Task prompt ->
Starting with the line with "Could you point to the golden" and going on through the end of the material, write out every line again, requests included, and shift each coordinate by adding 124 to both of its numbers. Leave the numbers in the requests and their format samples unchanged.

----- Records provided

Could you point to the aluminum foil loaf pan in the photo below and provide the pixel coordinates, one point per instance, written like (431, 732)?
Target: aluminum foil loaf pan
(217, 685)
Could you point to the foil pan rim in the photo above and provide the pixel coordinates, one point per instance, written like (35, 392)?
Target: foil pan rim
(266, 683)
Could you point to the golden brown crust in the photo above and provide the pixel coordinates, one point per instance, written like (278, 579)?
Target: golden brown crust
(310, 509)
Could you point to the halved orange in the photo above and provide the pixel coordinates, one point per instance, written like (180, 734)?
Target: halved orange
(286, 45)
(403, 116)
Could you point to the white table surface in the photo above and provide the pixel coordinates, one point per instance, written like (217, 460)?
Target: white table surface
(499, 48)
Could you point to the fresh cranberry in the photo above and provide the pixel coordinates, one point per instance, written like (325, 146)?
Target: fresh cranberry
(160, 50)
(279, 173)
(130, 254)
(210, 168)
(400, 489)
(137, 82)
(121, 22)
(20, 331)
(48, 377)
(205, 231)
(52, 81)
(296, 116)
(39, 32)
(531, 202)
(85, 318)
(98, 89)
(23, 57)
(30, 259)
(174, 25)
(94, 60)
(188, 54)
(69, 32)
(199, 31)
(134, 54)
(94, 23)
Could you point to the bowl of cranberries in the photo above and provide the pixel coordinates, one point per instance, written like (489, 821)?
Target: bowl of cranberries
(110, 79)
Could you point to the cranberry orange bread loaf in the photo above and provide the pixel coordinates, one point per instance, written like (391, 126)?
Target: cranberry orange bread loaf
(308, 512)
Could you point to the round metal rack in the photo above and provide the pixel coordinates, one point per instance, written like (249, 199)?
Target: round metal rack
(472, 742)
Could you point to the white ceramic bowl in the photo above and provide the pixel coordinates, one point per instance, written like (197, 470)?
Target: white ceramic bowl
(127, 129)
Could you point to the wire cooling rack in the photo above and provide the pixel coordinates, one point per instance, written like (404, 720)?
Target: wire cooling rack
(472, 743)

----------

Expected output ->
Could you point to the golden brown crust in the photo above and provide the pixel coordinates, one point per instance, written like (278, 579)?
Target: golden brown crust
(434, 633)
Could you point to the halved orange in the photo above and provide the pixel coordinates, one point per instance, written like (180, 734)?
Target: halved orange
(410, 169)
(527, 240)
Could you point to the white table surface in the photo above and provide the pixel coordinates, one point per instance, written like (217, 460)?
Target: white table surface
(623, 172)
Could you point to the fresh cranberry in the photo above and provide the pixel coordinates, one point per instance, written like (325, 146)?
Target: fresh cranberry
(284, 174)
(403, 297)
(254, 378)
(334, 292)
(524, 613)
(261, 206)
(245, 146)
(144, 455)
(172, 501)
(329, 355)
(176, 205)
(420, 240)
(163, 156)
(655, 326)
(209, 442)
(222, 213)
(147, 181)
(154, 383)
(298, 149)
(218, 184)
(312, 178)
(193, 156)
(323, 155)
(258, 178)
(218, 147)
Could you point to the bowl of cranberries in the photo above and provide the pixel coordinates, one point per instance, written like (489, 821)?
Target: bowl of cranberries
(234, 203)
Could you point to the cranberry orange bread loaf in the photo above and provide the pixel coordinates, one point per instance, written like (391, 126)?
Target: cranberry orange bread loaf
(432, 636)
Could you point to the round metal rack in the photo above and provide the pixel coordinates, one point per instance, written like (249, 199)?
Target: round metal rack
(596, 866)
Could you point to the white ceramic bowl in the photo above and provide the pixel coordinates, one point per instance, written like (197, 470)?
Target: white ceramic bowl
(251, 253)
Could you point to the wire cooling rack in the photo above and provide the pixel coordinates, one point per instance, written like (404, 720)?
Target: wire cooling rack
(596, 867)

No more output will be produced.